• [What you will do] Start at the item line that has "of the sign" and stop after the line that has "x=736 y=828". Write those lines out again, swapping "put a dot on" for "mark" and changing nothing else.

• [Dataset entries]

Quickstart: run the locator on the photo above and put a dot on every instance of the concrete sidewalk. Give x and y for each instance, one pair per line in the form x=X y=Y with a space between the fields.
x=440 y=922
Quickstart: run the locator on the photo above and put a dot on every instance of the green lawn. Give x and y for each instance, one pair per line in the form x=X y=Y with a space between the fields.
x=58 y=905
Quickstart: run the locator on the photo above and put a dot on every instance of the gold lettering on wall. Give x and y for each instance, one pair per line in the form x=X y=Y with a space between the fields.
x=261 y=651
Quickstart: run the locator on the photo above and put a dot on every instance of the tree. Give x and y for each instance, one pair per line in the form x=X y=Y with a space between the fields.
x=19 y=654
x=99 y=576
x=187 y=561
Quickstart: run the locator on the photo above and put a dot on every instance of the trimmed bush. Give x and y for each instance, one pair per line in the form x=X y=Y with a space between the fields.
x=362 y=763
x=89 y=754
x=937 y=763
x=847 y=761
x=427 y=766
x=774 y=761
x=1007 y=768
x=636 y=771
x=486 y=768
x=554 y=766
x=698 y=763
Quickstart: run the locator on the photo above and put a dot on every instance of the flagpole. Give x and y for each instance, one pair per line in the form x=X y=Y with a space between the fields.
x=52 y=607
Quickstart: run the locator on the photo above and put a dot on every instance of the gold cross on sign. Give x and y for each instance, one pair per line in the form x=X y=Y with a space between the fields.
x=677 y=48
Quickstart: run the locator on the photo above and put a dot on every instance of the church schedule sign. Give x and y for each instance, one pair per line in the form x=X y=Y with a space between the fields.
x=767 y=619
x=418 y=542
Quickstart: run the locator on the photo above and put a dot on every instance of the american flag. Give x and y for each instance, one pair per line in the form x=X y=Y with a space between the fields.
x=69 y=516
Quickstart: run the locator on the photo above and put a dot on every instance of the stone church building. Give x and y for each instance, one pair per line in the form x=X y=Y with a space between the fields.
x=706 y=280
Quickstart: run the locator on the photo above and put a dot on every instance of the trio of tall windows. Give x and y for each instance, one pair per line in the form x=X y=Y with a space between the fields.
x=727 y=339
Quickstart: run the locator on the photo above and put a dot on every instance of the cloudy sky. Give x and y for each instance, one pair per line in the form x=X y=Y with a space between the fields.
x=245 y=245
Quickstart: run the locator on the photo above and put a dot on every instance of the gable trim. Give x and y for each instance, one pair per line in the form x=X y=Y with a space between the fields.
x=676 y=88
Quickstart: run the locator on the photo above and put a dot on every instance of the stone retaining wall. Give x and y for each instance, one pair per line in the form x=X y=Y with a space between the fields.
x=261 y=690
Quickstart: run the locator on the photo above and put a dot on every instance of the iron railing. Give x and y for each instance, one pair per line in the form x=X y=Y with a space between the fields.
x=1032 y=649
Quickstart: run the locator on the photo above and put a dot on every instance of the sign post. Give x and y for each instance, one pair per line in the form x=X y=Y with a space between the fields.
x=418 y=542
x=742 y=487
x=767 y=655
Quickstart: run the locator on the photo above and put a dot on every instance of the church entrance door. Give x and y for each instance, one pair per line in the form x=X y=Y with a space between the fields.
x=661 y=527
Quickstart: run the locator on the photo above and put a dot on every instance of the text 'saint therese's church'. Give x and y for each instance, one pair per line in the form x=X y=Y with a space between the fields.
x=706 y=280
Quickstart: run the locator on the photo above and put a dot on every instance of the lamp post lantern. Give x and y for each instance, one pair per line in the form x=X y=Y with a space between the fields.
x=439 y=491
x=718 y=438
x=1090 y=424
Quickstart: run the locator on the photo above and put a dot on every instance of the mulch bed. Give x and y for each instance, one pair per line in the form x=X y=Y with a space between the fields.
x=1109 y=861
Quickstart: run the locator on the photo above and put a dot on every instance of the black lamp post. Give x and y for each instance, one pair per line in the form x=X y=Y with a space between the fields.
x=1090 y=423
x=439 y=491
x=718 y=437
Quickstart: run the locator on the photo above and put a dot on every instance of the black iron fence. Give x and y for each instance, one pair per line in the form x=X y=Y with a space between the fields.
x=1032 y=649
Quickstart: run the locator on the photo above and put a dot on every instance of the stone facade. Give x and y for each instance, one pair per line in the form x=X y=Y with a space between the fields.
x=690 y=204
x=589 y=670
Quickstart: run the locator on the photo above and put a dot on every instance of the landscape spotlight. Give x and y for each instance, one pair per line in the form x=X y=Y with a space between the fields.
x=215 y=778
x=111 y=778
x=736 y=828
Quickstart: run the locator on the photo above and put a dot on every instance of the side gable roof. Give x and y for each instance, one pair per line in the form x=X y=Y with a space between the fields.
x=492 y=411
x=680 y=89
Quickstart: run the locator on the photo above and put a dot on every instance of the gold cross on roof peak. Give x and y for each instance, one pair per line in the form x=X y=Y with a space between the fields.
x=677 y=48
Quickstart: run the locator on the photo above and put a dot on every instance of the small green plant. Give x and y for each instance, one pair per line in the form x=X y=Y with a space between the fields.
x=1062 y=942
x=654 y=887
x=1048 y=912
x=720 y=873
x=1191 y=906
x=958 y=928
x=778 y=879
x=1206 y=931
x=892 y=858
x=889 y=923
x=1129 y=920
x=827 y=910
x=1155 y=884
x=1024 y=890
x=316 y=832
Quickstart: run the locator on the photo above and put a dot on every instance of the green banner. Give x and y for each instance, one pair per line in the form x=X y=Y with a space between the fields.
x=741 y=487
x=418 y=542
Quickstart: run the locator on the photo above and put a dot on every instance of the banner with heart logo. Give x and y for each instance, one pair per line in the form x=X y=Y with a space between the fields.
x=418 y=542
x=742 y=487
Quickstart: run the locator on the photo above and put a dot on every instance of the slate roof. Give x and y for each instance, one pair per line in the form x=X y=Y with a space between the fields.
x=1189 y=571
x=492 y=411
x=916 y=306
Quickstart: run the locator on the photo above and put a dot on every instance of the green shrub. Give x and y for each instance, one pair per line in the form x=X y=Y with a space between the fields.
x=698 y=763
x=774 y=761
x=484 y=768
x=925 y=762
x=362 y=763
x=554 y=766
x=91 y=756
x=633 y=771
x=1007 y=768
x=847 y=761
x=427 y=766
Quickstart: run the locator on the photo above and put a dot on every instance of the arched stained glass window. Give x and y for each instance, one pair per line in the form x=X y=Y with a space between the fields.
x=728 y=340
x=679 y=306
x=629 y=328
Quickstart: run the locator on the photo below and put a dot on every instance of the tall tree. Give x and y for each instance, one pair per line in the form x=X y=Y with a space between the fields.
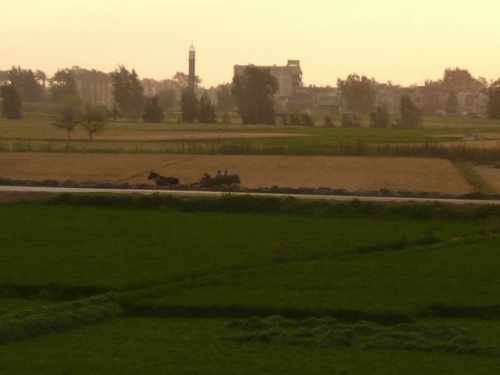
x=94 y=119
x=493 y=107
x=452 y=103
x=152 y=111
x=63 y=85
x=11 y=102
x=189 y=105
x=68 y=114
x=181 y=80
x=26 y=84
x=254 y=91
x=380 y=118
x=167 y=99
x=207 y=111
x=411 y=115
x=127 y=91
x=358 y=92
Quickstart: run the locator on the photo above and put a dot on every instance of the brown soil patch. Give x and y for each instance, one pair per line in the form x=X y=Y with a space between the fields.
x=490 y=174
x=350 y=173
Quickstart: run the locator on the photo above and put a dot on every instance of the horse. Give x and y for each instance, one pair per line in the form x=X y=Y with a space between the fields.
x=161 y=180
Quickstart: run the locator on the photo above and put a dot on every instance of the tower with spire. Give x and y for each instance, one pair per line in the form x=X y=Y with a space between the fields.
x=192 y=75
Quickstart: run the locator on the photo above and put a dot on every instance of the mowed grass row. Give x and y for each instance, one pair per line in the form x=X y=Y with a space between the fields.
x=186 y=346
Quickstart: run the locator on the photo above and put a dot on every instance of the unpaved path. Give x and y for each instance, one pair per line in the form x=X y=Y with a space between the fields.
x=350 y=173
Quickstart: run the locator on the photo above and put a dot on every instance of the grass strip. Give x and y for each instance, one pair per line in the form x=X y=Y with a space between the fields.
x=479 y=184
x=247 y=203
x=329 y=332
x=34 y=322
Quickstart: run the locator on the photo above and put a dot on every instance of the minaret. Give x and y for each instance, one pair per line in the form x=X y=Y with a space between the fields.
x=192 y=75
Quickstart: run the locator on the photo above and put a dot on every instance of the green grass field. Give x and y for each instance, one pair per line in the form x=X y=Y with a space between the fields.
x=38 y=135
x=413 y=288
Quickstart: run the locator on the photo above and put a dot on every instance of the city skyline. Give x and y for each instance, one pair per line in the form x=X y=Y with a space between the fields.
x=405 y=44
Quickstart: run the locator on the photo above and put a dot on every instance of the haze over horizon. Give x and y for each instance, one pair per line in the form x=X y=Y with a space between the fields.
x=398 y=42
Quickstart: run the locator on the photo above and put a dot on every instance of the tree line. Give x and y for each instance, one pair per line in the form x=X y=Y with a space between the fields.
x=251 y=93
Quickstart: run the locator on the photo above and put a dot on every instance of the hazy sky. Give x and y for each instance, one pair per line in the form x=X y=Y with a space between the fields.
x=402 y=41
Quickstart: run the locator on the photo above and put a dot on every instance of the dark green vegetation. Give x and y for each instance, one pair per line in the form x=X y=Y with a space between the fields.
x=357 y=287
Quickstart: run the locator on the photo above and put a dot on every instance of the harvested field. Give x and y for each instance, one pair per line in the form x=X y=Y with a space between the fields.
x=490 y=174
x=350 y=173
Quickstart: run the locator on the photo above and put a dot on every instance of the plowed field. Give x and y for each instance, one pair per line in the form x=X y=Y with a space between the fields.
x=351 y=173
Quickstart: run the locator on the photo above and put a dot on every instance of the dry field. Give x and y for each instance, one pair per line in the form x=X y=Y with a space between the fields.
x=351 y=173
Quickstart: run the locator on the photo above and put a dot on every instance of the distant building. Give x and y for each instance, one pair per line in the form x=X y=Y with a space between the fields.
x=192 y=74
x=289 y=78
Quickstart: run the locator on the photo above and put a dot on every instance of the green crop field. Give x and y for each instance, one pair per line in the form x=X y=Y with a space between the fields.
x=245 y=286
x=135 y=137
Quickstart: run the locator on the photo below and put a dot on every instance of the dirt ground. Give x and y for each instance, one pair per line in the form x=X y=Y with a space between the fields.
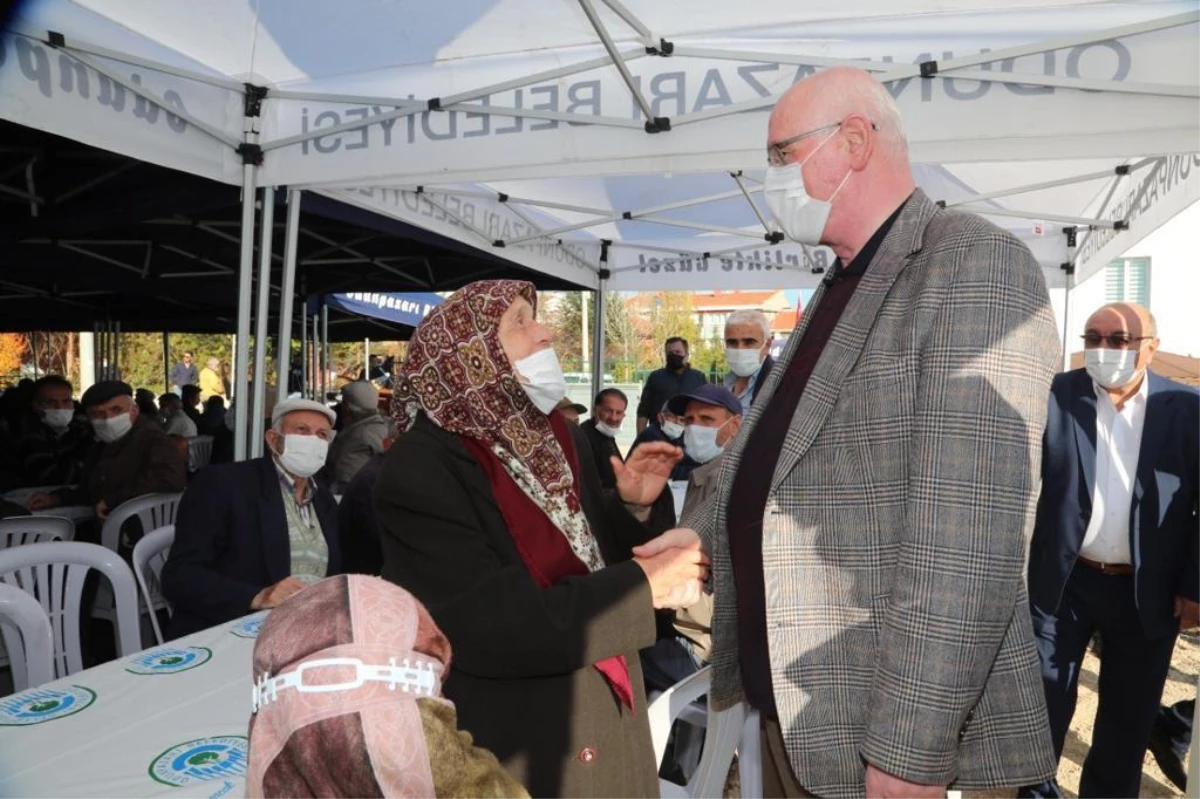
x=1181 y=684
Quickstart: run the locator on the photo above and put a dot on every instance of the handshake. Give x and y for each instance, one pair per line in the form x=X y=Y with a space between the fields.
x=676 y=568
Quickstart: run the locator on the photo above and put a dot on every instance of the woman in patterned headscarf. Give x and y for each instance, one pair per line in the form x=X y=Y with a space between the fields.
x=493 y=520
x=390 y=736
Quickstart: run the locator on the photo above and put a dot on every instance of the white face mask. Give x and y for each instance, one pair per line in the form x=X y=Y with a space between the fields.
x=58 y=418
x=700 y=442
x=303 y=455
x=541 y=377
x=112 y=428
x=607 y=430
x=1113 y=368
x=743 y=362
x=672 y=430
x=799 y=216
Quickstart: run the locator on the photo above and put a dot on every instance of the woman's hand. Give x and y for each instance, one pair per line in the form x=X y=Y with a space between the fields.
x=641 y=479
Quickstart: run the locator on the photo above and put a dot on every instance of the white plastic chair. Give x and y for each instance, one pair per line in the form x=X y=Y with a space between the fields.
x=27 y=635
x=199 y=452
x=153 y=510
x=54 y=575
x=19 y=530
x=149 y=557
x=733 y=730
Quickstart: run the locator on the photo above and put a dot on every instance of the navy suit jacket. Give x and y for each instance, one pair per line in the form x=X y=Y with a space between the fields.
x=1163 y=522
x=232 y=542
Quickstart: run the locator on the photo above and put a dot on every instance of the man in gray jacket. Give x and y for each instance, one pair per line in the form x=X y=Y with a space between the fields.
x=870 y=523
x=361 y=436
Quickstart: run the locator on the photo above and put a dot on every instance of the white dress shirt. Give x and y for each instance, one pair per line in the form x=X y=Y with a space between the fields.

• [Correct result]
Quickstart: run the locator on the photo above and mark every instance of the sign post. Give x and y for each instance, one pair per line in the form x=X y=Y with a space between the fields.
x=418 y=542
x=742 y=487
x=767 y=655
Quickstart: run the locator on the photo above and mark every instance of the church entrance door. Give x and y for each instance, one pair per line in the form x=X y=Y with a space between the fields.
x=661 y=527
Quickstart: run the locator on the photo above and mark every instance of the text 'saint therese's church'. Give x and y for each instance, one pair per line in the form x=X y=Y with a space between the fields.
x=706 y=280
Quickstart: run the locator on the photo above and mark every instance of the lamp post lantern. Give x and y for each instance, one pair per line in the form x=X y=Y with a space between the fields.
x=439 y=491
x=718 y=438
x=1090 y=424
Quickstart: run the locator on the photo above and mark every instance of the mulch bed. Give x and y for each instance, one pair per line in the form x=X y=Y with a space between the fields.
x=1109 y=861
Quickstart: run the locator on the photo above and mark every instance of the black lamp post. Give x and y for each instance, one pair per line in the form x=X y=Y with a space between the fields.
x=1090 y=423
x=439 y=491
x=718 y=437
Quickstart: run the locator on the photo above and mark every instance of the black iron fence. Give x and y for each instance, one pair per line in the form x=X y=Y with a space between the fields.
x=1032 y=649
Quickstart: run the locator on the photo above and mark every instance of the stone facade. Give x and y for each instance, one pair per line in the form x=X y=Y with a space between the fields.
x=690 y=204
x=589 y=670
Quickstart: run the locator on the photo above and mark every instance of the landscape spotlight. Give x and y for each instance, one pair per line in the form x=X y=Y with a space between the fields.
x=215 y=778
x=111 y=778
x=736 y=828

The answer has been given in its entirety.